Dataset entries

━━━━━━━━━━

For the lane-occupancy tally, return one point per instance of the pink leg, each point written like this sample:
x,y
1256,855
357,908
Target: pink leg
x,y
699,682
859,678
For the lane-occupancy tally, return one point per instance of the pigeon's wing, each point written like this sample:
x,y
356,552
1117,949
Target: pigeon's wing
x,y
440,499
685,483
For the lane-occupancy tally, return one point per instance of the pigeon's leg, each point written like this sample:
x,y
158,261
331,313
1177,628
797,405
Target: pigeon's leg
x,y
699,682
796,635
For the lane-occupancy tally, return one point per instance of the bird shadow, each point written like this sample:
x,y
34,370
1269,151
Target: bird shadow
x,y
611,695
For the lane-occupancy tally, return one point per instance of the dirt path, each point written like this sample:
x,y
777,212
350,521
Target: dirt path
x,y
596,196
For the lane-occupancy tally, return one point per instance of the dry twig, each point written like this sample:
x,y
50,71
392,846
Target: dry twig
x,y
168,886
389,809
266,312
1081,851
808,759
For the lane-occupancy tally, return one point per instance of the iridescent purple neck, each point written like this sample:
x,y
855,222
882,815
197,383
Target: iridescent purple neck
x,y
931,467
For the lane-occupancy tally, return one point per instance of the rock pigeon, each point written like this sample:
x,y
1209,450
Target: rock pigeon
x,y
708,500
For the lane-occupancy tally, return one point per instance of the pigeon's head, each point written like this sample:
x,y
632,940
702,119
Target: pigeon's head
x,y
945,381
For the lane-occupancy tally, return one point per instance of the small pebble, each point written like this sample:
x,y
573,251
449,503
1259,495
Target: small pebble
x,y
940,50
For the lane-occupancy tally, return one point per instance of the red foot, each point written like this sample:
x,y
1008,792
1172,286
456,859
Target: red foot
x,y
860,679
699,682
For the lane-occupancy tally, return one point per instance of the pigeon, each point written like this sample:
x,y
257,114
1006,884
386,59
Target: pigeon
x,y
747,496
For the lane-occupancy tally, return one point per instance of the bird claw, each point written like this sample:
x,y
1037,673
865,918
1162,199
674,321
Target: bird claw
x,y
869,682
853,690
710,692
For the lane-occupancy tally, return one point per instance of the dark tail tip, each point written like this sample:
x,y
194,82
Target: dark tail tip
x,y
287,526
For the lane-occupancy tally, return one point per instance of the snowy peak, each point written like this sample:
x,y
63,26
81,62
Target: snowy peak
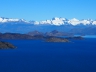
x,y
54,21
3,20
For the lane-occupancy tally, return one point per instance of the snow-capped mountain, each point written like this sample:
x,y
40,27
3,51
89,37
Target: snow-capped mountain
x,y
54,21
5,20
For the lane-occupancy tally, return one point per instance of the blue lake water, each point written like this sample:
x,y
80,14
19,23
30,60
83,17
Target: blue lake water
x,y
39,56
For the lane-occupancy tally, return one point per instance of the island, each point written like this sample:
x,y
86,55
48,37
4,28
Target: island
x,y
6,45
56,39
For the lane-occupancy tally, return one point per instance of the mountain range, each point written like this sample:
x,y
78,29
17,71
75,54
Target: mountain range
x,y
72,26
54,21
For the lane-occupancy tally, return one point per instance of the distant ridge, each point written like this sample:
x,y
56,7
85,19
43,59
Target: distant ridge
x,y
54,21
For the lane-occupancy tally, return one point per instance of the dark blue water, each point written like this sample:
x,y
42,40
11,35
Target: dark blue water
x,y
38,56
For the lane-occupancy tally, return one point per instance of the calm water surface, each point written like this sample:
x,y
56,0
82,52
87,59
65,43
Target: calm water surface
x,y
39,56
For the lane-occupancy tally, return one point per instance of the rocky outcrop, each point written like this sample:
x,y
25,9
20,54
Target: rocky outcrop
x,y
35,33
57,33
6,45
56,39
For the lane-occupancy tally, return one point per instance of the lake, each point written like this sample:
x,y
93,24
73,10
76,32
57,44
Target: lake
x,y
39,56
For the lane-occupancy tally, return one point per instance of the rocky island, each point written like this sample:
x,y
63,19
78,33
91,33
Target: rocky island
x,y
6,45
56,39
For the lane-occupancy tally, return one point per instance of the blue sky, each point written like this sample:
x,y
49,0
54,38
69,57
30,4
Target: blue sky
x,y
46,9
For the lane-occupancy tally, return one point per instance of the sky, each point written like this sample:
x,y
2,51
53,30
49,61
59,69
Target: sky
x,y
46,9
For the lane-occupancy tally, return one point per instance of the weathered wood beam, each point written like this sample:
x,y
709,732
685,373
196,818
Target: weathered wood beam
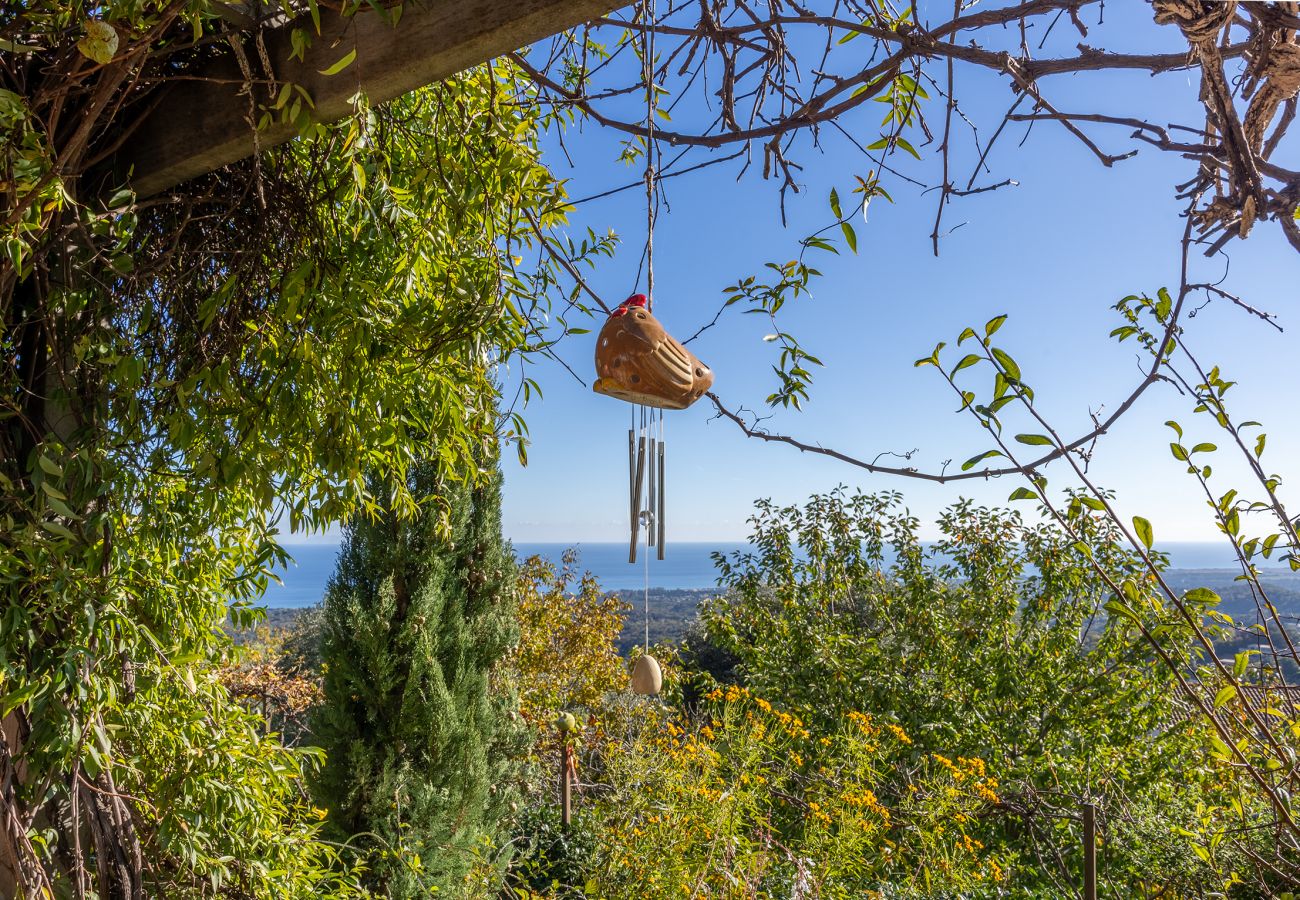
x,y
202,122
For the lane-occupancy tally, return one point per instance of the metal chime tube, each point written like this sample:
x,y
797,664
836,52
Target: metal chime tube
x,y
632,475
650,488
636,497
659,519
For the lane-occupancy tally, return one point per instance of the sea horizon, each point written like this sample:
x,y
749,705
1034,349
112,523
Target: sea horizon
x,y
687,565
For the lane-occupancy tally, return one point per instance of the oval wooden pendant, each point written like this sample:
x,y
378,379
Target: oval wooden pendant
x,y
646,676
638,362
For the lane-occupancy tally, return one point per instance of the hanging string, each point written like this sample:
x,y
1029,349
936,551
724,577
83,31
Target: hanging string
x,y
651,200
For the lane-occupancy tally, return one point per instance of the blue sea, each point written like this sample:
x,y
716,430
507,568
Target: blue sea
x,y
684,566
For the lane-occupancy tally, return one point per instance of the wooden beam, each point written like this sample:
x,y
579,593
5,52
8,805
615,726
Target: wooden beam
x,y
199,126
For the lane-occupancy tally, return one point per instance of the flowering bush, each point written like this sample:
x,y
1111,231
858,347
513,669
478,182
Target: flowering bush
x,y
749,801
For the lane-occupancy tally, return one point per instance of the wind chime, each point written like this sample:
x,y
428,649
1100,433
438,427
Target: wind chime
x,y
638,362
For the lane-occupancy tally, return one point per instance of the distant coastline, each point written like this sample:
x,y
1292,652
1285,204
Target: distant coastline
x,y
688,566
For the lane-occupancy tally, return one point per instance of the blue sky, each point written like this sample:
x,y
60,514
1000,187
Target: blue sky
x,y
1053,252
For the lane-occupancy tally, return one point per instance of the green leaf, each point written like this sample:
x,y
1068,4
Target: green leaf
x,y
849,236
988,454
1008,364
342,64
1144,531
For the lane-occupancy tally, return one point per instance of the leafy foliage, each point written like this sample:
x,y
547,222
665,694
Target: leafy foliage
x,y
566,656
993,644
417,747
234,358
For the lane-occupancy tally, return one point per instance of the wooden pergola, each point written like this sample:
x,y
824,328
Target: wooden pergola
x,y
202,124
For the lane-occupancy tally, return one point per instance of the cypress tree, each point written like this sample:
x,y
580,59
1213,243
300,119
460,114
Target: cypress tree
x,y
416,741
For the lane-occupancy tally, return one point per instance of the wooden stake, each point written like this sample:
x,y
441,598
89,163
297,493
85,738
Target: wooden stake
x,y
566,782
1090,852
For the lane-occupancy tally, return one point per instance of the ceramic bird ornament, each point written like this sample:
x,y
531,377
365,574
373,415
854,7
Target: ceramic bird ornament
x,y
638,362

━━━━━━━━━━

What to do
Reproduce every record above exactly, but leave out the pictures.

Solved problem
For the lane-occupancy tally, return one point per instance of the pink leg, each point written like this sample:
x,y
1256,855
357,908
Target: pink leg
x,y
699,682
859,678
For the lane-occupancy tally, return one point per instance of the pigeon's wing, each point written like this sample:
x,y
356,552
1117,949
Target: pigeon's wing
x,y
440,499
685,483
For the lane-occupancy tally, return one point per instance of the pigeon's leg, each point written like this sample:
x,y
158,261
331,313
1177,628
797,405
Target: pigeon's leg
x,y
699,682
796,635
For the lane-occupancy tally, return one point per instance of the bird shadow, each point written like this sample:
x,y
34,370
1269,151
Target: bird shadow
x,y
611,695
For the lane-occupancy tally, return one point per instance of the dirt path, each point written like this sample:
x,y
777,212
350,521
Target: dirt path
x,y
596,196
For the lane-occupancy tally, return one point per instance of the dry twig, each point written like this sample:
x,y
50,71
392,846
Target: dry twig
x,y
168,886
389,809
266,312
1081,851
808,759
For the lane-occupancy tally, return one point per instance of the iridescent purple neck, each point written like this sample:
x,y
855,222
882,815
197,383
Target: iridescent purple neck
x,y
931,467
For the lane-occupancy tally, return one point per instance of the rock pigeon, each point written like this sample:
x,y
1209,450
Target: rock pigeon
x,y
708,500
For the lane-occupancy tally, return one point per instance of the pigeon's head, each point written like this sample:
x,y
632,940
702,119
Target: pigeon's head
x,y
945,381
For the lane-occupancy tally, return one point per instance of the small pebble, each point written like this sample:
x,y
573,251
449,503
1259,495
Target: small pebble
x,y
940,50
For the lane-occupancy tally, return one point per instance of the red foot, each point written like this sample:
x,y
1008,792
1172,286
456,859
Target: red foot
x,y
860,679
699,682
For the lane-occupancy tally, return one point per instance of the pigeon, each point written like this sample:
x,y
257,114
1006,884
386,59
Target: pigeon
x,y
747,496
For the lane-occupancy tally, return one point per instance of the bird claw, each point written like this sample:
x,y
1037,673
865,918
1162,199
674,321
Target: bird claw
x,y
869,682
853,690
710,692
For the lane-occupancy tally, return one point per instance of the dark tail tip, each point written like this sample:
x,y
194,82
Target: dark tail tip
x,y
287,526
For the lane-occupancy tally, return one point per instance of the snowy peak, each point written like this sample:
x,y
63,26
81,62
Target: snowy peak
x,y
54,21
3,20
For the lane-occupancy tally, return one point per instance of the snow-capped mountain, each point written like this sample:
x,y
40,27
3,51
89,37
Target: snow-capped mountain
x,y
54,21
5,20
For the lane-occupancy tally, return one point per instance of the blue lake water, each point written like this sample:
x,y
80,14
19,23
30,60
83,17
Target: blue lake water
x,y
39,56
For the lane-occupancy tally, return one point per instance of the island, each point written like this sample:
x,y
86,55
48,37
4,28
Target: island
x,y
6,45
56,39
For the lane-occupancy tally, return one point per instance of the mountain range, each point written like this sample:
x,y
78,29
17,71
75,54
Target: mountain range
x,y
72,26
54,21
For the lane-occupancy tally, return one point per instance of the distant ridge, each point written like this sample:
x,y
56,7
85,19
43,59
Target: distant ridge
x,y
54,21
For the lane-occupancy tally, return one point per instance of the dark blue water, each point written like this sample:
x,y
42,40
11,35
Target: dark blue water
x,y
38,56
For the lane-occupancy tally, return one point per instance of the calm water surface, each point written like this sample:
x,y
56,0
82,52
87,59
65,43
Target: calm water surface
x,y
39,56
For the lane-occupancy tally, return one point per instance of the rocky outcrop, each point written like this sample:
x,y
25,9
20,54
Target: rocky outcrop
x,y
35,33
57,33
6,45
56,39
For the lane-occupancy tally, return one point per instance of the lake, each point written like this sample:
x,y
93,24
73,10
76,32
57,44
Target: lake
x,y
39,56
For the lane-occupancy tally, return one point per instance of the rocky island, each point written like this sample:
x,y
63,19
78,33
91,33
Target: rocky island
x,y
6,45
56,39
For the lane-occupancy tally, return one point per instance of the blue sky, each point written like this sample:
x,y
49,0
54,38
69,57
30,4
Target: blue sky
x,y
46,9
For the lane-occupancy tally, return one point per instance of the sky, each point written like this sample:
x,y
2,51
53,30
49,61
59,69
Target: sky
x,y
46,9
For the lane-occupancy tally, return one point per instance of the weathered wood beam, each point written like this sample:
x,y
709,732
685,373
196,818
Target: weathered wood beam
x,y
202,122
For the lane-occupancy tally, return one point per instance of the metal chime tube, each point written like this sample:
x,y
797,664
836,52
Target: metal chime tube
x,y
632,475
650,488
636,497
659,519
For the lane-occupancy tally, return one point per instance of the sea horizon, each point written like this sample:
x,y
749,705
1034,349
112,523
Target: sea horizon
x,y
687,565
For the lane-occupancy tally, return one point per instance of the oval wooden pendant, each point written like this sample:
x,y
378,379
Target: oval wooden pendant
x,y
646,676
638,362
For the lane-occupancy tally, return one point per instance of the hanging string, each point written like this sample:
x,y
1029,349
936,551
724,577
83,31
Target: hanging string
x,y
651,200
For the lane-occupancy tally, return one point per instance of the blue sea, each point written like this sample:
x,y
716,430
507,568
Target: blue sea
x,y
684,566
For the lane-occupancy tally, return one point per instance of the wooden beam, each point written like this sample:
x,y
579,593
5,52
8,805
615,726
Target: wooden beam
x,y
199,126
For the lane-occupancy tally, return one point per instance of the flowering bush, each point written like this sample:
x,y
1111,231
858,347
513,669
478,182
Target: flowering bush
x,y
749,801
For the lane-occupancy tally, return one point per instance of the wind chime, each point written like this sample:
x,y
428,649
1100,433
438,427
Target: wind chime
x,y
638,362
For the lane-occupancy tally, return one point per instance of the distant coastline, each point written like this sample:
x,y
1292,652
1285,204
Target: distant coastline
x,y
688,566
For the lane-occupancy tally, return one point per instance of the blue sky, each point written like this sample:
x,y
60,514
1000,187
Target: blue sky
x,y
1053,252
For the lane-occupancy tally, return one point per instance of the green leaf, each point written like this sample:
x,y
1068,4
Target: green leaf
x,y
849,236
988,454
1008,364
342,64
1144,531
For the lane-occupancy tally, return one point per instance of the leafy foliage, each point written like this sample:
x,y
547,222
665,694
Target: leafy foliage
x,y
566,656
993,644
417,747
234,358
For the lane-occupancy tally, return one point per instance of the wooden pergola, each point written like this sample:
x,y
824,328
Target: wooden pergola
x,y
202,124
For the lane-occupancy tally, return one point per instance of the cypress tree, each point written like this sample:
x,y
580,59
1213,243
300,119
460,114
Target: cypress tree
x,y
416,741
For the lane-occupancy tally, return one point per instance of the wooden stake, each point written like this sample:
x,y
441,598
89,163
297,493
85,738
Target: wooden stake
x,y
566,782
1090,852
For the lane-occupancy tally, return one point per instance of the ceramic bird ornament, each point written like this sample:
x,y
531,377
365,574
373,415
854,7
Target: ceramic bird ornament
x,y
638,362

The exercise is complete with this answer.